## TASK INSTRUCTIONS
The response must consist of all the records, retyped exactly.

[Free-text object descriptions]
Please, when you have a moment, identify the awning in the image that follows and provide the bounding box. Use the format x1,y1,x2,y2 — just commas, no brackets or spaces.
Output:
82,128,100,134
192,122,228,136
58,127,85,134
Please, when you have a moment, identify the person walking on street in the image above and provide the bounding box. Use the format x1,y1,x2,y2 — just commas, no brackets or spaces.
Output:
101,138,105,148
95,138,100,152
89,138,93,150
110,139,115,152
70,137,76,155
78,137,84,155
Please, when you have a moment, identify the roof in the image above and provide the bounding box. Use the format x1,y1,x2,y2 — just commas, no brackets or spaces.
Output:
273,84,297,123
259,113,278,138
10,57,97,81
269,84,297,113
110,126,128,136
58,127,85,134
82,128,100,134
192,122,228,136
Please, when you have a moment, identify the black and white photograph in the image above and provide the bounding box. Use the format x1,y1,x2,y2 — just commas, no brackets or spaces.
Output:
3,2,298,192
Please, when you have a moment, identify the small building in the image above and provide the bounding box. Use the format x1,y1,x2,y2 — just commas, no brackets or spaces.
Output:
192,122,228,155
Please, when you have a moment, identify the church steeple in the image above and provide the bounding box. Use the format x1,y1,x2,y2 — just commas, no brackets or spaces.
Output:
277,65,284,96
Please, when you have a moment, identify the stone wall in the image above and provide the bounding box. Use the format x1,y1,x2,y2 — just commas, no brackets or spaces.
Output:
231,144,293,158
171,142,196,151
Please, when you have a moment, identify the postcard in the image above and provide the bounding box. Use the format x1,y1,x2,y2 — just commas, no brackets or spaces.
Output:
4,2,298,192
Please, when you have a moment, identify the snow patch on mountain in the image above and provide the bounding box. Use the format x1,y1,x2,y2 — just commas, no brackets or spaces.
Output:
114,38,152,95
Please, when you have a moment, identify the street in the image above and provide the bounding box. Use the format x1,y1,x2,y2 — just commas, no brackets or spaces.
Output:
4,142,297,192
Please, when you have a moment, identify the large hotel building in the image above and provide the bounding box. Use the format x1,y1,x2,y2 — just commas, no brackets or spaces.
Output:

## ANSWER AREA
Please, when you have a moment, identify the awning in the image that follows and provide the bounding box. Use the format x1,y1,x2,y2 — just commas, no brackets or spaces.
Output:
82,128,100,134
192,122,228,136
58,127,85,134
Please, when you have a moment, identify the person walking on street in the image above and provide the bounding box. Use the format x1,y1,x2,y2 — just commas, no brackets or spaces.
Output:
101,138,105,148
95,138,100,152
89,138,93,150
110,139,115,152
70,137,76,155
78,137,84,155
Please, when you have a moment, identify the roof in the image above and provide the bounding box. Use the format x1,y1,x2,y2 — just commas, no brackets or spaces.
Output:
273,84,297,123
259,113,278,138
10,57,97,81
269,84,297,113
110,126,128,136
58,127,85,134
82,128,100,134
192,122,228,136
Please, when you have a moment, identify the black and white photograph in the image above and provide the bounding box. Use the format x1,y1,x2,y2 — just commas, no brackets or spaces.
Output:
3,2,298,192
Please, when you have a moment, identify the small building in the image above and provide the bounding box. Use the format x1,y1,x2,y2 — just commas, no brackets or spaces.
Output:
192,122,228,155
Please, when you have a moment, identify the church steeple in the image above and provide the bounding box. Use the format x1,y1,x2,y2 — just commas, no brackets or spaces.
Output:
277,65,284,96
Please, when you have a moment, identify the stone wall in the image above and provide the bounding box. Use the format x1,y1,x2,y2 — just commas, no brackets or spaces.
Output:
231,144,293,158
171,142,196,151
Please, when you have a moment, identify the postcard in the image above and provide the bounding box. Use the format x1,y1,x2,y2 — just commas, no brackets or spaces.
Output:
4,2,298,192
Please, when you have a moment, identify the snow patch on mountain in the image above and provide the bounding box. Use the format x1,y1,x2,y2 — just commas, no brackets or spaces.
Output:
114,38,152,95
Please, when you have a moment, identify the street in the image above and provide the bounding box. Use the format x1,y1,x2,y2 — just commas, no brackets or spaces.
Output:
4,142,297,192
Please, when you have a moment, identify the large hotel building in the image above and provide the bounding box. Use the format x1,y1,x2,y2 — just commas, no brackets or spaces.
Output:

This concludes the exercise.